> [PROBLEMS TO SOLVE]:
- A) In the camera lens assembly description, rewrite the part from "DETAILED DESCRIPTION OF" up to and including "of the lenses.", swapping "lens barrel" for "lens holder".
- B) Using the camera lens assembly description, answer these:
(i) What do FIGS. 8 to 10 show?
(ii) What range must the apex angle V of the rear lens's coupling groove fall within?
(iii) How many lenses does a lens assembly generally need, at minimum, for high resolution and high performance?
====== PASSAGE
DETAILED DESCRIPTION OF THE INVENTION
[0032] The present disclosure relates to a camera lens assembly in
which a plurality of lenses is assembled in a lens barrel in
accordance with the demand for high resolution, particularly, to a
camera lens assembly that enables self alignment of the optical
axes of lenses using the shapes of the lenses.
[0033] Embodiments of the present disclosure will be described
hereafter in detail with reference to the accompanying drawings.
FIG. 2 is a schematic cross-sectional view of a camera lens
assembly according to an embodiment of the present disclosure, FIG.
3 is a schematic enlarged cross-sectional view of main parts shown
in FIG. 2, FIGS. 4 to 7 are schematic views of lenses according to
various embodiments of the present disclosure, and FIGS. 8 to 10
are schematic views showing the shapes of coupling portions formed
at a first lens (front lens) according to various embodiments of
the present disclosure.
[0034] As shown in the figures, a self-aligning camera lens
assembly according to the present disclosure, in which a plurality
of lenses is assembled in a lens barrel 10, includes a front lens
having a coupling portion formed outside an effective diameter on
the rear surface, and a rear lens positioned behind the front lens,
having a coupling groove formed outside an effective diameter on
the front surface to be coupled to the coupling portion, and
combined with the front lens with the optical axes aligned, in
which the radius R of curvature of the coupling portion of the
front lens and the angle V of the apex of the coupling groove of
the rear lens satisfy R>0.05 mm and
60.degree.<V<120.degree..
[0035] In general, a lens assembly of at least four lenses is
required to achieve functions recently requiring high resolution
and high performance. Distortion of the lenses is corrected and the
aberration is reduced to improve resolution of an optical system.
Further, the lenses are non-spherical plastic lenses having a
specific shape and refractive power and manufactured by a precisely
machined mold to provide a micro camera lens assembly.
============
====== RECORDS SHOWN
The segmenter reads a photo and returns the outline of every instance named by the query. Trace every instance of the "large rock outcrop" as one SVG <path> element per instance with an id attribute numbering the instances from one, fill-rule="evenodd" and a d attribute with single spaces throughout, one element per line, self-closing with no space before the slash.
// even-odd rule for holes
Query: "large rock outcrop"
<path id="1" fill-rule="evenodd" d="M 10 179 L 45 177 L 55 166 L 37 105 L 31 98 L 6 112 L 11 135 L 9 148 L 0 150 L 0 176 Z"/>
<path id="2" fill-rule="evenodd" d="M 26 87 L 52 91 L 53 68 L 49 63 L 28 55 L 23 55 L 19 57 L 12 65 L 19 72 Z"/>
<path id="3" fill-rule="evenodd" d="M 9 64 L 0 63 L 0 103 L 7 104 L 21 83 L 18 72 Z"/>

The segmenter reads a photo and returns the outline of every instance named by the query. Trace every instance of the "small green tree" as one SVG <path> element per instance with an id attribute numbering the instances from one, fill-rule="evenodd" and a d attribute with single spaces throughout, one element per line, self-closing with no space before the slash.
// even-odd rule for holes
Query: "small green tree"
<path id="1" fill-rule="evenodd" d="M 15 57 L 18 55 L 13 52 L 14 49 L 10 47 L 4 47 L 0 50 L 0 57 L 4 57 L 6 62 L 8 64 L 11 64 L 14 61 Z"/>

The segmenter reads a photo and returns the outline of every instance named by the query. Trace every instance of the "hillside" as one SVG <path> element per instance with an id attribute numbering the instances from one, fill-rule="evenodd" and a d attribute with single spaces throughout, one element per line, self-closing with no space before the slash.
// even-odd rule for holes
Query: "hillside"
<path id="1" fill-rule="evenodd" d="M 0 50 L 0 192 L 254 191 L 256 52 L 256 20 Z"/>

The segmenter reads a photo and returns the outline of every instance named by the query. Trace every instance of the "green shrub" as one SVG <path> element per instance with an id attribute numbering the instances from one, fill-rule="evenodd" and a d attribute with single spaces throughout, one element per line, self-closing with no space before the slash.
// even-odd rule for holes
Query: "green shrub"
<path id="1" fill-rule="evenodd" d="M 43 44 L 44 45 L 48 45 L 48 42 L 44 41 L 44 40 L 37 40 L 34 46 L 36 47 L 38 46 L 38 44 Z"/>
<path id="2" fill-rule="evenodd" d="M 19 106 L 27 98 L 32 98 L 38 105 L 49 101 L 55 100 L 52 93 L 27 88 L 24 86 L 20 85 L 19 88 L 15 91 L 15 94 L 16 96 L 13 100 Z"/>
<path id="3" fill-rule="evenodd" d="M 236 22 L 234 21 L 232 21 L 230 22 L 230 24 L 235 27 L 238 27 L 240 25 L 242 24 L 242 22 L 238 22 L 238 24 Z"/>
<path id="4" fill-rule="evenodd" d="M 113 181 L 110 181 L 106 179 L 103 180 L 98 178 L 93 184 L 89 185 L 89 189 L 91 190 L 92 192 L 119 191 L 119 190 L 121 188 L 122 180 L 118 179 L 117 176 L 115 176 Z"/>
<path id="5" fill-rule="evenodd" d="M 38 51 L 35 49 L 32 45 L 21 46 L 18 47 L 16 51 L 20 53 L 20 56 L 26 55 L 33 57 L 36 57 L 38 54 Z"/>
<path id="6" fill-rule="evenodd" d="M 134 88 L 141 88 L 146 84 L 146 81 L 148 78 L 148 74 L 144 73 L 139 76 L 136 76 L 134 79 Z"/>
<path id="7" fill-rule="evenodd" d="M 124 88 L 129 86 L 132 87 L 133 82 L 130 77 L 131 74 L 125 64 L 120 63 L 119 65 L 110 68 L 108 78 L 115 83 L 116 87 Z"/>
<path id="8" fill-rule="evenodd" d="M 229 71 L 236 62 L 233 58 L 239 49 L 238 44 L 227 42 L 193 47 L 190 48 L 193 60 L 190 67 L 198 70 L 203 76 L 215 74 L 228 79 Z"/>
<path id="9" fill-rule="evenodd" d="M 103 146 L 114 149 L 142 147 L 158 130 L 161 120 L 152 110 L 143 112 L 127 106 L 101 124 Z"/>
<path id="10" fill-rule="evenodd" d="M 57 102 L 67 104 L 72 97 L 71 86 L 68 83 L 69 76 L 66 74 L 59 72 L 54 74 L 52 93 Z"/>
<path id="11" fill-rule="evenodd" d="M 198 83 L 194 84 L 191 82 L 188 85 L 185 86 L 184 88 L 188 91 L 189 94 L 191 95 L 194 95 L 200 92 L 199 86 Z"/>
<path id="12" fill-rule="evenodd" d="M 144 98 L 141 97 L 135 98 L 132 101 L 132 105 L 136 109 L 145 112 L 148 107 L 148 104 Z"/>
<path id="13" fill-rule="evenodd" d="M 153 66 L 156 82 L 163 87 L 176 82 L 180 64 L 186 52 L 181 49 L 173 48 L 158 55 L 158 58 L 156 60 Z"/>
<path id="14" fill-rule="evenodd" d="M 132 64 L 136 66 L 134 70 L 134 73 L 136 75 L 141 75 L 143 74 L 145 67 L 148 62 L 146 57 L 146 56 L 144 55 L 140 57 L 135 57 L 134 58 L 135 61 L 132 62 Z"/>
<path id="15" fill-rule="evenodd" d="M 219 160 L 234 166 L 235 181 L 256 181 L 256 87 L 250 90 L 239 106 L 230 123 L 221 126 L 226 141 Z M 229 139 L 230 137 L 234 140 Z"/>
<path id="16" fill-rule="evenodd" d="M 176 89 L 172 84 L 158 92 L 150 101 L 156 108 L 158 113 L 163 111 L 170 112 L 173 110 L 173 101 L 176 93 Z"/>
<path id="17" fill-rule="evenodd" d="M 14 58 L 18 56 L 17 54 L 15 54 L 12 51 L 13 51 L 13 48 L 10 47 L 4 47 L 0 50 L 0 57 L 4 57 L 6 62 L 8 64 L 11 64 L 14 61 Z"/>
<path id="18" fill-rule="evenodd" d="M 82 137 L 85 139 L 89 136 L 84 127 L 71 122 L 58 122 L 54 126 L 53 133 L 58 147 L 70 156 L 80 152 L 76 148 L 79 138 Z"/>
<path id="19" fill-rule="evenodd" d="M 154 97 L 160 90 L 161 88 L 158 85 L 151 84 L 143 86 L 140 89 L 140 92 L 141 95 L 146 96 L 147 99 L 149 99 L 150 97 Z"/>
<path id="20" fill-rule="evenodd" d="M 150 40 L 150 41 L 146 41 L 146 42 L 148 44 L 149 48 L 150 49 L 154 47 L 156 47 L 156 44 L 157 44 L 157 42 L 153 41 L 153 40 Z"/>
============
> [OUTPUTS IN ORDER]:
- A)
DETAILED DESCRIPTION OF THE INVENTION
[0032] The present disclosure relates to a camera lens assembly in
which a plurality of lenses is assembled in a lens holder in
accordance with the demand for high resolution, particularly, to a
camera lens assembly that enables self alignment of the optical
axes of lenses using the shapes of the lenses.

- B)
(i) The shapes of coupling portions formed at the first lens (front lens) in various embodiments.
(ii) Greater than 60 degrees and less than 120 degrees.
(iii) At least four.